#### TASK TO COMPLETE:
Transcribe the whole listing below without changing a word, but leave out every image.

#### RECORDED INFORMATION:
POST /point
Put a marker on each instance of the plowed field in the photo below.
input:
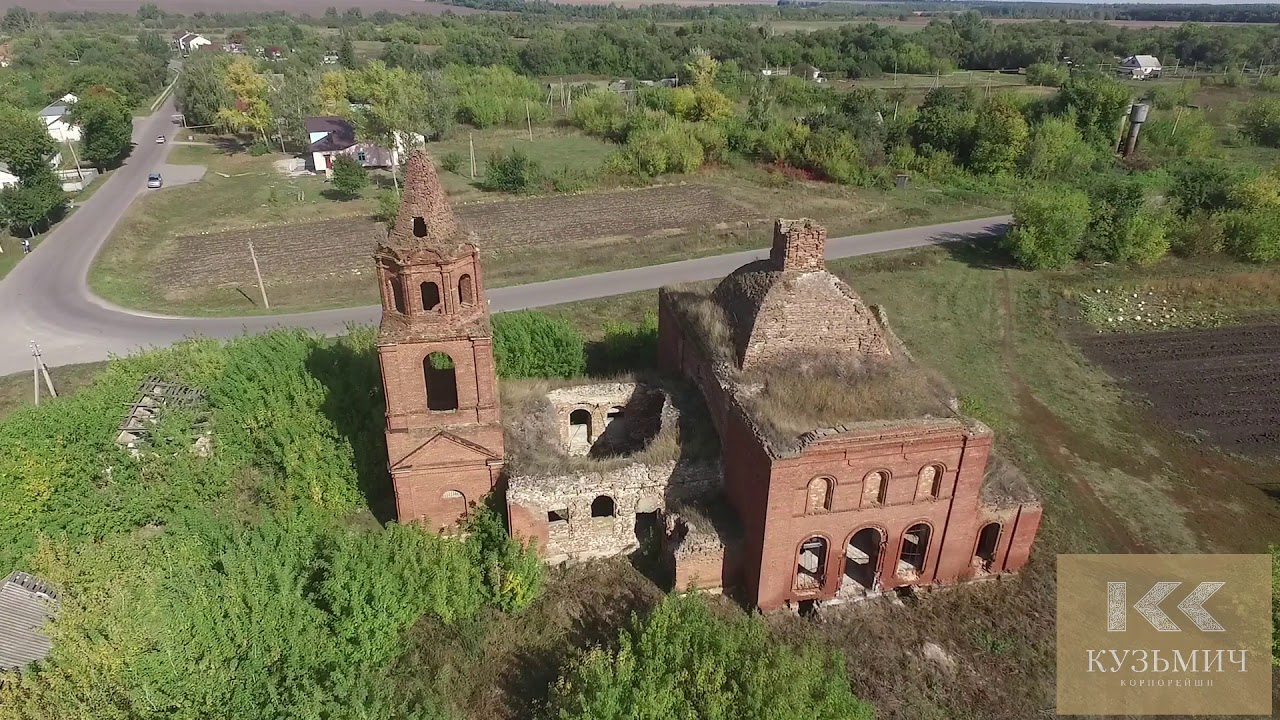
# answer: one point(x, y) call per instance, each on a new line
point(328, 249)
point(1221, 383)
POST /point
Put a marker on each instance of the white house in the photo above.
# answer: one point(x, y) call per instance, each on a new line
point(58, 121)
point(188, 42)
point(1139, 67)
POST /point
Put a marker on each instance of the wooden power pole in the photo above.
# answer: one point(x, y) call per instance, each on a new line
point(261, 287)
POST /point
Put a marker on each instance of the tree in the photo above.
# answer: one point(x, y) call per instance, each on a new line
point(1260, 121)
point(686, 661)
point(24, 145)
point(347, 53)
point(35, 201)
point(18, 19)
point(251, 110)
point(106, 127)
point(201, 89)
point(292, 100)
point(999, 137)
point(348, 176)
point(1098, 103)
point(1048, 227)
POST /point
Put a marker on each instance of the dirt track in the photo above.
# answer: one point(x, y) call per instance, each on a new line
point(327, 249)
point(1223, 383)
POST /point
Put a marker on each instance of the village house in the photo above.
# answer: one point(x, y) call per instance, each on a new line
point(1139, 67)
point(58, 119)
point(187, 42)
point(791, 449)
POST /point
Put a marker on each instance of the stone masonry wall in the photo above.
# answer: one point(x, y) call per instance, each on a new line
point(634, 490)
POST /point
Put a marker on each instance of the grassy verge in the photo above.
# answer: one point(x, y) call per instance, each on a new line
point(127, 272)
point(1111, 481)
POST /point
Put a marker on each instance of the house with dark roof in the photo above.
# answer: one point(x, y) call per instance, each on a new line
point(187, 42)
point(58, 119)
point(26, 605)
point(332, 136)
point(1139, 67)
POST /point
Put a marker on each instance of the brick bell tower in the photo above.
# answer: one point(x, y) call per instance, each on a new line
point(435, 350)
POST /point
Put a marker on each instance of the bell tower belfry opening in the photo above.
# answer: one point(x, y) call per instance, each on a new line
point(435, 350)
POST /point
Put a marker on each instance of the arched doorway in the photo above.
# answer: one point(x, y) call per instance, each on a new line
point(862, 560)
point(914, 554)
point(988, 542)
point(812, 565)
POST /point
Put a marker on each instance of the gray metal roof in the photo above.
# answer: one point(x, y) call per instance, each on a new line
point(26, 605)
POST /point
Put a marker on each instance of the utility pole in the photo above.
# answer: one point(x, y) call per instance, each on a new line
point(39, 369)
point(259, 273)
point(78, 171)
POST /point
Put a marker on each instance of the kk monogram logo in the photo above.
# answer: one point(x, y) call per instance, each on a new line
point(1192, 606)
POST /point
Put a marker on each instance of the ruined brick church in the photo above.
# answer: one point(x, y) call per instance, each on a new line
point(835, 468)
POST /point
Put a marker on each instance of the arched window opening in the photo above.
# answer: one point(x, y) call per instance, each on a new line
point(466, 294)
point(929, 482)
point(397, 294)
point(579, 432)
point(812, 565)
point(819, 495)
point(876, 488)
point(915, 550)
point(455, 505)
point(430, 296)
point(988, 541)
point(442, 383)
point(862, 560)
point(602, 506)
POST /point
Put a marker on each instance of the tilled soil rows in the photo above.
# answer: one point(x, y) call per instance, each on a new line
point(314, 251)
point(1223, 383)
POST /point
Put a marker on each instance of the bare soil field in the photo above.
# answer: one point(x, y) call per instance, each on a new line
point(342, 247)
point(188, 7)
point(1223, 383)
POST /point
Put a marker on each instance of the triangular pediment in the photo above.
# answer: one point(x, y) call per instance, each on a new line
point(446, 449)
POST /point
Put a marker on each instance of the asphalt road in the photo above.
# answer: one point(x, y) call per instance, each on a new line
point(45, 297)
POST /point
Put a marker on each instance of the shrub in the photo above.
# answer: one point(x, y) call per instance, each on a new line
point(1260, 121)
point(1253, 235)
point(629, 346)
point(671, 149)
point(1050, 74)
point(1184, 135)
point(686, 661)
point(1048, 227)
point(515, 173)
point(534, 345)
point(600, 113)
point(348, 176)
point(511, 572)
point(1198, 236)
point(451, 162)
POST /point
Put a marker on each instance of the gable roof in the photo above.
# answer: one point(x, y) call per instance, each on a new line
point(339, 133)
point(1142, 60)
point(26, 605)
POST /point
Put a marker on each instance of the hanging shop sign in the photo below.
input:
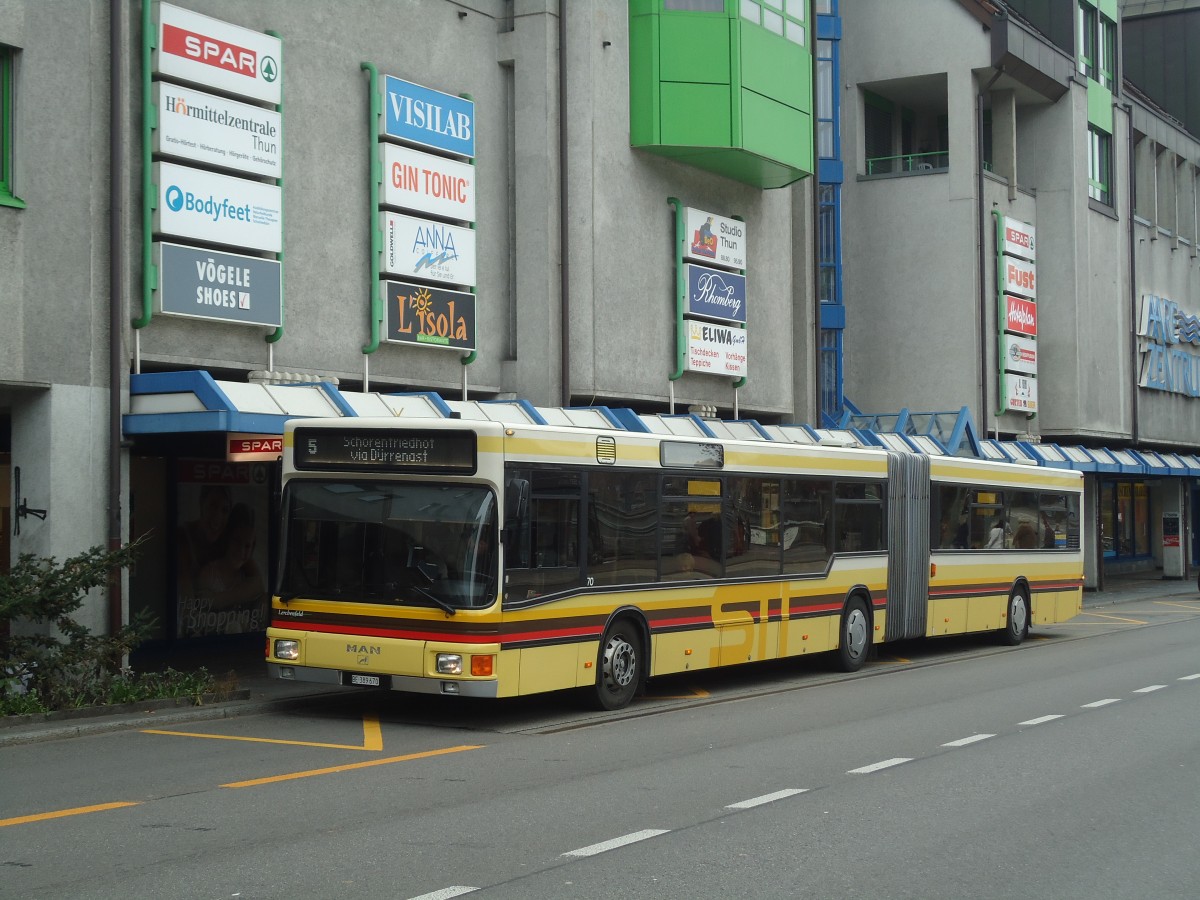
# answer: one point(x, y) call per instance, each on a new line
point(1018, 276)
point(220, 209)
point(1169, 343)
point(1020, 355)
point(430, 317)
point(715, 349)
point(1018, 239)
point(424, 183)
point(1020, 316)
point(223, 287)
point(423, 249)
point(253, 448)
point(211, 53)
point(715, 294)
point(714, 239)
point(214, 131)
point(1020, 394)
point(430, 118)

#### EXERCISE OUTPUT:
POST /point
Put a marker on each instance of the plowed field in the photo below.
input:
# answer: one point(x, y) call per instance, each on a new line
point(328, 249)
point(1221, 383)
POST /point
Put a marker on each instance of the white house in the photo above.
# answer: one point(x, y) call per instance, each on a new line
point(58, 121)
point(188, 42)
point(1139, 67)
POST /point
Put a marker on each instance of the wooden power pole in the photo above.
# answer: one point(x, y) call per instance, each on a new line
point(261, 287)
POST /point
Put a marker on each instance of the tree in the photo above.
# answer: one point(x, y) call per instance, each on a new line
point(1260, 121)
point(686, 661)
point(24, 145)
point(347, 53)
point(35, 201)
point(18, 19)
point(251, 110)
point(106, 127)
point(201, 89)
point(292, 100)
point(999, 137)
point(348, 176)
point(1098, 103)
point(1048, 227)
POST /point
Put a marker on each instance of the dirt track in the photo above.
# answer: one point(x, y) call per instance, each on a new line
point(327, 249)
point(1223, 383)
POST /point
Put a marker on each instance of the village house in the photo above.
# answer: one point(x, y) call per instance, each on a new line
point(1139, 67)
point(58, 119)
point(187, 42)
point(791, 449)
POST /point
Put a marker on each instance of the stone masonry wall in the photo above.
# answer: one point(x, y) call per instance, each on a new line
point(634, 490)
POST /point
Put a marker on each instance of the grassy verge in the photo above.
# answer: one point(x, y) call per instance, each on a new line
point(127, 272)
point(1111, 481)
POST /point
Put a marker on each instance of the house with dark roof in the photo above.
# answer: one point(x, y) call per instance, each on a new line
point(187, 42)
point(58, 119)
point(26, 605)
point(332, 136)
point(1139, 67)
POST /point
Put a marker on each instance of the brick bell tower in the photo above.
# answer: one point(x, y) call per instance, each on a new line
point(435, 350)
POST /point
Put a marker on each instance of the bell tower belfry opening in the photo above.
# answer: one point(x, y) call per instance, each on a new line
point(435, 350)
POST /point
Put a marker on each instance of the arched doorway in the photo above.
# answer: one point(x, y) call per instance, each on a new line
point(862, 560)
point(914, 554)
point(988, 542)
point(812, 565)
POST /point
Put a marker on each instance of the gray metal roof in the photo above.
# answer: one point(x, y) call per instance, each on a new line
point(26, 605)
POST /point
Put a marker on each instance of the utility pole in the photo above.
# answer: one point(x, y) call per instance, each on a new line
point(39, 369)
point(259, 273)
point(78, 171)
POST /point
Put a marker on each instance of the kk monogram logo in the photo above.
# answer: one point(x, y) call per instance, each on a new line
point(1192, 606)
POST /point
Put a marker on each instance of the ruined brick church in the photo above.
# answer: one point(x, y) call per instance, each on a new line
point(835, 468)
POST /point
Put a marker on each instance of the arched window opening in the photo above.
# answer: one point(x, y) call per instance, each on a new line
point(466, 294)
point(929, 482)
point(397, 294)
point(579, 432)
point(812, 565)
point(819, 495)
point(876, 488)
point(915, 550)
point(455, 505)
point(430, 296)
point(988, 541)
point(442, 383)
point(862, 560)
point(602, 506)
POST /point
Put a marker on each instance of the tilled soil rows in the photo above.
# answer: one point(x, y) call per instance, each on a new line
point(314, 251)
point(1223, 383)
POST /point
Put a marker on each instance of the bare soil field in the photo above.
# answer: one point(x, y) call per instance, each on a new line
point(342, 247)
point(188, 7)
point(1223, 383)
POST /point
Put a marker on each instance of the triangular pediment in the photo above.
# answer: one point(x, y) call per instance, each on a new line
point(446, 449)
POST /point
Put a marker on each instance of the asphalt road in the photo above.
# answer: one point(x, y) call per instance, each on a new line
point(45, 297)
POST /point
Put a marker on each instance of the shrub in the photo above.
# answer: one point(x, y) call per instance, each on a new line
point(1260, 121)
point(1253, 235)
point(629, 346)
point(671, 149)
point(1050, 74)
point(1184, 135)
point(686, 661)
point(1048, 227)
point(515, 173)
point(534, 345)
point(600, 113)
point(348, 176)
point(511, 572)
point(1198, 236)
point(451, 162)
POST /point
Put a marker on each instance of the gable roof in the photo above.
# answer: one point(x, y) call per instance, each on a new line
point(339, 133)
point(1142, 60)
point(26, 605)
POST /point
Put a marker on each instance of the hanging shop sign in the photo below.
input:
# answer: one point(x, y) call per instance, each on a new line
point(1018, 276)
point(220, 209)
point(1169, 343)
point(1020, 355)
point(430, 317)
point(715, 349)
point(1018, 239)
point(424, 183)
point(1020, 316)
point(223, 287)
point(423, 249)
point(253, 448)
point(211, 53)
point(715, 294)
point(714, 239)
point(214, 131)
point(1020, 394)
point(430, 118)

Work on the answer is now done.